**Seitenauszug:**
<<<<

Band-Contest im Lindenkeller:Böse und mit Gebrüll

Lesezeit: 2 min

Beim Band-Contest "Kulturalarm" setzt sich die Metalband "Third Eye" gegen die Britpopper von "Aberdeen" durch und gewinnt den Hardy. Der Preis erinnert an einen verstorbenen Freisinger Tontechniker.

Matthias Vogel

Die Luft ist vom Duft abbrennender Wunderkerzen geschwängert, die Bühne in pinkes Licht getaucht. Thomas Goros brüllt ausnahmsweise nicht, sondern singt eine Ballade. Das macht er gut, da ahnen die Besucher wohl zum ersten Mal deutlich, dass der Ehrenpreis "Hardy" an Goros Band gehen wird. Brüllen ist angesagt, beim Band-Contest "Kulturalarm" im Freisinger Lindenkeller, da macht der Sänger der Freisinger Metal-Formation Third Eye keine Ausnahme.

Tom  Schallermeier und die Band Cold Silence nahmen ebenfalls am Band-Contest im Lindenkeller teil. (Foto: Marco Einfeldt)

Aber die rohe Stimmgewalt ist in diesem Fall kontrolliert, sie verdrängt die Instrumente nicht. Das gesamte Klangbild der Combo ist ausgefeilt, die Musiker beherrschen zweifelsfrei ihr Handwerk. Vor Third Eye grölen auch Cold Silence, danach die Laborratten und ganz zum Schluss growlt Liver of a duck. Aber die Jury legt sich fest: Wenn schon böse und mit Gebrüll, dann bitte so wie Goros. Third Eye gewinnt den Wettbewerb der Nachwuchsbands, bekommt symbolisch den "Hardy" verliehen und darf kostenfrei eine CD im Tonstudio aufnehmen.

Rainer Gärtner, an diesem Abend Moderator, Juror und bei der vorerst letzten Ausgabe vor drei Jahren mit der Band Rain Tom Kulturalarm-Sieger, beschwört zu Beginn den Geist von Bernhard "Hardy" Klutschak. Der Freisinger Tontechniker und Kulturförderer starb vor einigen Jahren und ist Namensgeber für den ersten Preis. "In jedem von euch steckt ein Hardy. Holt ihn raus", fordert Gärtner. Und die Teilnehmer haben gut zugehört. Songwriter "Flouw "aka Florian Schmid serviert den Fans etwa ein knappes Dutzend Songs aus der eigenen Kreativwerkstatt, alle schön, alle gut gesungen und davon einer seiner Freundin Theresa gewidmet. "Ich hatte Gänsehaut", sagt sie nach dem Konzert ihres Barden. Und für den geht ein großer Wunsch in Erfüllung; er wird für sein Schaffen mit einem Gig beim Ufer-los-Festival in Freising belohnt.

Ein junger Mann mit Schiebermütze hat seinen Auftritt. Nicht, dass er ans Mikrofon oder ans Schlagzeug müsste. Nein, Stagediving ist angesagt. Mit wilden Handbewegungen kratzt er die wenigen Menschen, die zum Kulturalarm gekommen sind, zu einem Haufen zusammen. Wer an diesem Abend nicht auf den Boden klatschen will, muss den Sprung ins Auditorium gut organisieren.

>>>>

**Vorliegende Einträge:**
<<<<

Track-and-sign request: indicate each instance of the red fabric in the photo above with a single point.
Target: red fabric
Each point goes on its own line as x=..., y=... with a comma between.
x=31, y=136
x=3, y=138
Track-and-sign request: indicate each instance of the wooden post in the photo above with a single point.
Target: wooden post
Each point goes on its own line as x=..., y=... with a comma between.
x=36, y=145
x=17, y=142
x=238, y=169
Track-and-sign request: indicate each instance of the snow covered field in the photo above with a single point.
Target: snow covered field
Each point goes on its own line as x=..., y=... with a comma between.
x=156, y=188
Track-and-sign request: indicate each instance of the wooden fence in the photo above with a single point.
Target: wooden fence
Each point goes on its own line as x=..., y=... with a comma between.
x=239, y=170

>>>>
<<<<

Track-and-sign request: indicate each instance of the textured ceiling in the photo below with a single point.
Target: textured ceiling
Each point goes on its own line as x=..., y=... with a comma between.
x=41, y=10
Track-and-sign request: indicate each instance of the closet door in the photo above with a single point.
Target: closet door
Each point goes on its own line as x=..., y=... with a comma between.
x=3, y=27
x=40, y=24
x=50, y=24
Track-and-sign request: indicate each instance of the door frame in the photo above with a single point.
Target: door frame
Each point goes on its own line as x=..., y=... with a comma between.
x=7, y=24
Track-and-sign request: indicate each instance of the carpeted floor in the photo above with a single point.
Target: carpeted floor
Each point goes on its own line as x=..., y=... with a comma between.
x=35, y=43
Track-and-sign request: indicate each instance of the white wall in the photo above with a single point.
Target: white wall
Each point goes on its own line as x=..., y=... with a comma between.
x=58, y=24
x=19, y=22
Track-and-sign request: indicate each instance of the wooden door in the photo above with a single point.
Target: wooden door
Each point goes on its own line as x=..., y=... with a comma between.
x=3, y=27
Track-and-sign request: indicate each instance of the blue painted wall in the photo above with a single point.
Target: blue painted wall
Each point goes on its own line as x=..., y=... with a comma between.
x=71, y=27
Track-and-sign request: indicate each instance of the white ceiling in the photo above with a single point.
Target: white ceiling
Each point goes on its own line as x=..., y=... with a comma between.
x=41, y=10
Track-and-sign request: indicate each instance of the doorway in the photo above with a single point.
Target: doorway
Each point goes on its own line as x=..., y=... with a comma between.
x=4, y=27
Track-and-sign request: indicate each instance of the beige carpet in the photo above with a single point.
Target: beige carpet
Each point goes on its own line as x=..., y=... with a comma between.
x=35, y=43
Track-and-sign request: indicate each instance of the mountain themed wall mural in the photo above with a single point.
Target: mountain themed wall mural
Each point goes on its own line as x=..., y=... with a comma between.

>>>>
<<<<

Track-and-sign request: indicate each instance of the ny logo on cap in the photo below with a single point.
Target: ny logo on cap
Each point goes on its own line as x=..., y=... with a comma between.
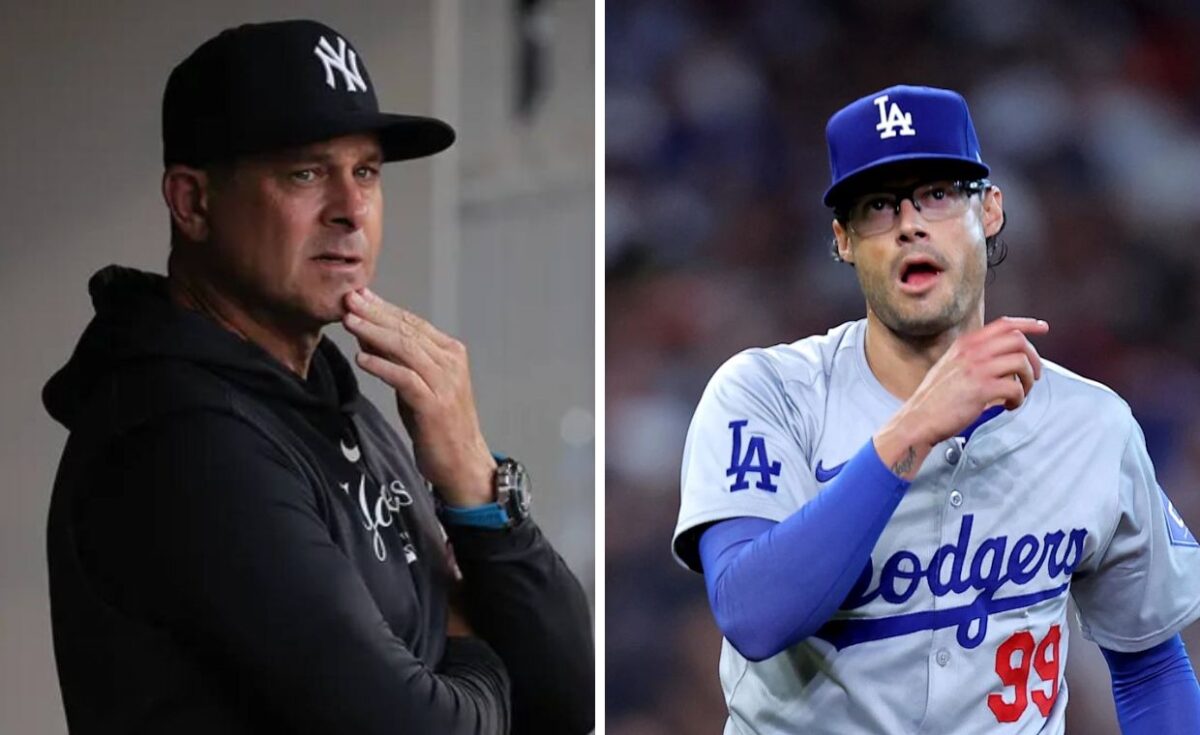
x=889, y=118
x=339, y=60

>>>>

Geben Sie aus dem Artikel über den Band-Contest im Lindenkeller den Abschnitt von „Ein junger Mann“ bis einschließlich „ins Auditorium gut organisieren.“ wortgetreu wieder.

**Lösung:**
Ein junger Mann mit Schiebermütze hat seinen Auftritt. Nicht, dass er ans Mikrofon oder ans Schlagzeug müsste. Nein, Stagediving ist angesagt. Mit wilden Handbewegungen kratzt er die wenigen Menschen, die zum Kulturalarm gekommen sind, zu einem Haufen zusammen. Wer an diesem Abend nicht auf den Boden klatschen will, muss den Sprung ins Auditorium gut organisieren.